Exercise input →
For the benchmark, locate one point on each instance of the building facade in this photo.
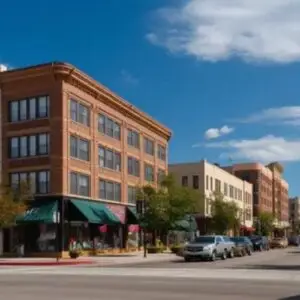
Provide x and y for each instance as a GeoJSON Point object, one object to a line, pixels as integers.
{"type": "Point", "coordinates": [211, 178]}
{"type": "Point", "coordinates": [270, 190]}
{"type": "Point", "coordinates": [294, 214]}
{"type": "Point", "coordinates": [72, 138]}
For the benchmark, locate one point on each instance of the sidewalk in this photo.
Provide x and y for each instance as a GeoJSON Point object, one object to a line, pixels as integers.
{"type": "Point", "coordinates": [104, 260]}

The task →
Please repeat the material above word for word, leaving out any pictures.

Final result →
For the benchmark, locate one point on each instance of the building facade in this photo.
Provide x and y for each instance as a GeoJSON Point object, one object to a line, pixels as integers.
{"type": "Point", "coordinates": [211, 178]}
{"type": "Point", "coordinates": [270, 190]}
{"type": "Point", "coordinates": [294, 214]}
{"type": "Point", "coordinates": [72, 138]}
For the benchmark, locate one point on each instance of the sidewalk in this photo.
Provide x and y for each instance as a GeoJSON Point object, one object to a line, pixels as integers.
{"type": "Point", "coordinates": [104, 260]}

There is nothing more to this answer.